» TASK REQUIREMENTS:
Can you rewrite the data below, changing each "SHOULD" to "MUST" and keeping everything else as it is, with the pictures left out of your answer?

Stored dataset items
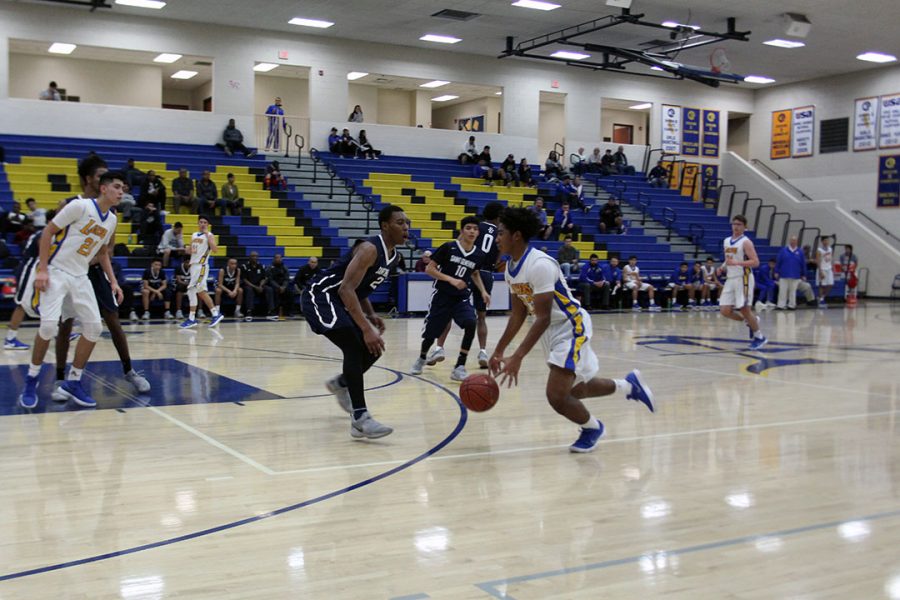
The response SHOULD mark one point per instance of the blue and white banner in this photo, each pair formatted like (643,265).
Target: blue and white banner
(690,138)
(671,129)
(889,122)
(804,131)
(865,123)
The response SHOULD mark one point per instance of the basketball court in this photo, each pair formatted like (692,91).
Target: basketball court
(771,474)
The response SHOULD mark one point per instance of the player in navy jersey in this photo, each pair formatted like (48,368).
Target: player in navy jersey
(336,305)
(454,266)
(487,244)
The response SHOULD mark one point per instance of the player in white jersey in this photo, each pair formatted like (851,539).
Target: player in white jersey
(203,243)
(825,270)
(76,234)
(539,288)
(736,299)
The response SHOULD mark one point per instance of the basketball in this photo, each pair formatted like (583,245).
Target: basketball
(479,392)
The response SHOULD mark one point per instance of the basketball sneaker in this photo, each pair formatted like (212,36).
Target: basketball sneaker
(367,427)
(341,394)
(434,357)
(78,394)
(28,399)
(639,390)
(418,366)
(587,440)
(15,344)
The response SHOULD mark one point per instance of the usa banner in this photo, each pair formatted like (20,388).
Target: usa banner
(803,131)
(690,145)
(710,134)
(865,121)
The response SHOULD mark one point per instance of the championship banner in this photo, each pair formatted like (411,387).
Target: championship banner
(888,181)
(781,134)
(690,138)
(865,121)
(803,131)
(710,134)
(889,122)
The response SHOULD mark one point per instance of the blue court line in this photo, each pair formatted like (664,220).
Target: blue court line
(463,416)
(490,587)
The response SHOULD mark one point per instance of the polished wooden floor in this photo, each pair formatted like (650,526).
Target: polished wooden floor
(761,475)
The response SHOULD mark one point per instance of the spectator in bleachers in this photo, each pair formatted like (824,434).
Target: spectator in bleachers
(567,257)
(51,93)
(183,192)
(423,261)
(231,198)
(593,283)
(253,282)
(279,279)
(233,141)
(611,219)
(658,176)
(207,196)
(172,243)
(152,191)
(563,222)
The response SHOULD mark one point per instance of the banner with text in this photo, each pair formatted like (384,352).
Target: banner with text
(690,139)
(671,130)
(803,131)
(710,134)
(781,134)
(889,122)
(865,121)
(888,181)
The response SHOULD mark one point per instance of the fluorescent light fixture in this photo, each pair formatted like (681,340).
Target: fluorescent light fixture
(535,4)
(784,43)
(570,55)
(440,39)
(60,48)
(167,58)
(311,23)
(876,57)
(155,4)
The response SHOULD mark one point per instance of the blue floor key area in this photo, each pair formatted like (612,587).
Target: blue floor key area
(172,383)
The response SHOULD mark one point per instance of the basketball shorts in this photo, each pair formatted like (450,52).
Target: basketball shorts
(737,292)
(568,345)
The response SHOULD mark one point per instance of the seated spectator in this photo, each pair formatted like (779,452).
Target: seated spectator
(592,283)
(51,93)
(658,176)
(155,288)
(611,219)
(567,257)
(279,279)
(228,285)
(680,281)
(233,141)
(253,282)
(306,273)
(152,191)
(563,222)
(183,192)
(631,279)
(423,261)
(172,243)
(231,199)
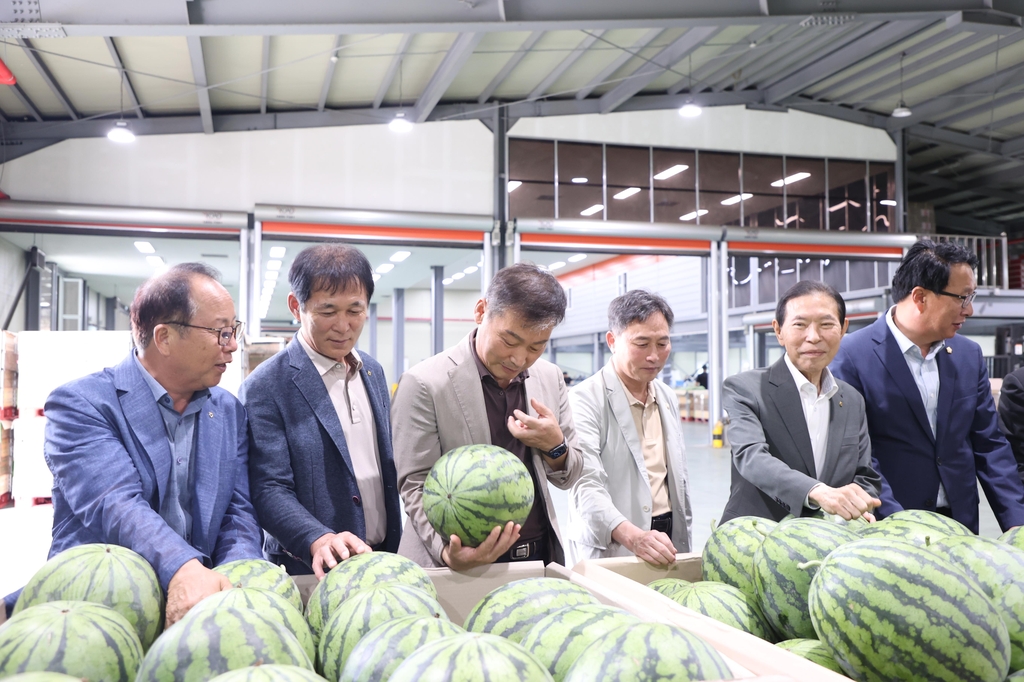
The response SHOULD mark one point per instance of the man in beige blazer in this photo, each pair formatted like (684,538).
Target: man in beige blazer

» SOLUTION FOR THIS EXERCISE:
The response MUST mark one point per instance of the blue and white banner in this photo, each pair formatted like (643,265).
Target: blue and white banner
(690,138)
(671,129)
(889,122)
(804,131)
(865,123)
The response MUST mark one point per instance of the basketball court in this photo, each pair formatted like (692,91).
Target: basketball court
(771,474)
The response MUST mark one point per instance of the player in navy jersey in this photo, each pair formatted like (48,368).
Target: player in navy jersey
(336,305)
(454,266)
(487,244)
The response MUST mark one point per instance of the player in white jersey in this photo, each pair formatted like (851,539).
Target: player in white jersey
(203,243)
(825,270)
(76,234)
(539,288)
(736,299)
The response MUST mark one point per instance of the basketball in this photo, each pair formatted like (583,245).
Target: basketball
(479,392)
The response MUST mark one point per instance of the basketball sneaker in this photo, each pair formatted like (212,36).
Target: basketball sneaker
(367,427)
(341,394)
(434,357)
(78,394)
(28,399)
(639,390)
(418,366)
(587,440)
(15,344)
The response MUST mark one point per instance of the usa banner in this photo, each pair formatted like (20,388).
Target: usa banner
(803,131)
(690,145)
(710,134)
(865,121)
The response MUST mark one point per instance of the championship banner in this photo, each pair formatted like (411,387).
Target: championship banner
(888,181)
(781,134)
(690,138)
(865,121)
(803,131)
(710,134)
(889,122)
The response MUST mark one point per instance of the blue court line in this photo, each pair formatted like (664,220).
Target: blue court line
(463,416)
(490,587)
The response MUST mark one point per instance of the polished wooden floor in this photo, each pair formatted like (650,526).
Target: polished wooden floor
(761,475)
The response MUST mark one point per instance of the spectator in bleachers in this photo, each pair formatted like (824,434).
Target: spectator in bleachers
(567,257)
(51,93)
(183,192)
(423,261)
(231,198)
(593,283)
(253,282)
(279,279)
(233,141)
(611,219)
(658,176)
(207,196)
(172,243)
(152,191)
(563,222)
The response MUST mark one point per instance of the banner with text in this photo, each pair formatted like (384,352).
Target: banner with text
(690,139)
(671,130)
(803,131)
(710,134)
(781,134)
(889,122)
(865,121)
(888,181)
The response MUST mark one point per instance of the fluorescent light fixture in this photo, each pair formatted like (681,340).
Target: fluorescent light fixture
(535,4)
(784,43)
(570,55)
(440,39)
(60,48)
(167,58)
(311,23)
(876,57)
(155,4)
The response MUST mark one point per instance of the blue floor key area in this photo, each pair formatted like (612,587).
Target: blue floor key area
(172,383)
The response MUST mark one point per instance of the basketball shorts in this photo, each pair formatted like (450,52).
Target: basketball shorts
(737,292)
(568,345)
The response MUST mark one point per instance of the seated spectator in this photo, each pair formatted like (779,452).
Target: seated spectator
(592,283)
(51,93)
(658,176)
(155,288)
(611,219)
(567,257)
(279,279)
(228,285)
(680,281)
(233,141)
(253,282)
(306,273)
(152,191)
(563,222)
(183,192)
(631,279)
(423,261)
(172,243)
(231,199)
The response MUST mark one point per instance of the man in beige blazer in this photo, each pair formatted like (684,538).
Target: man in beige blazer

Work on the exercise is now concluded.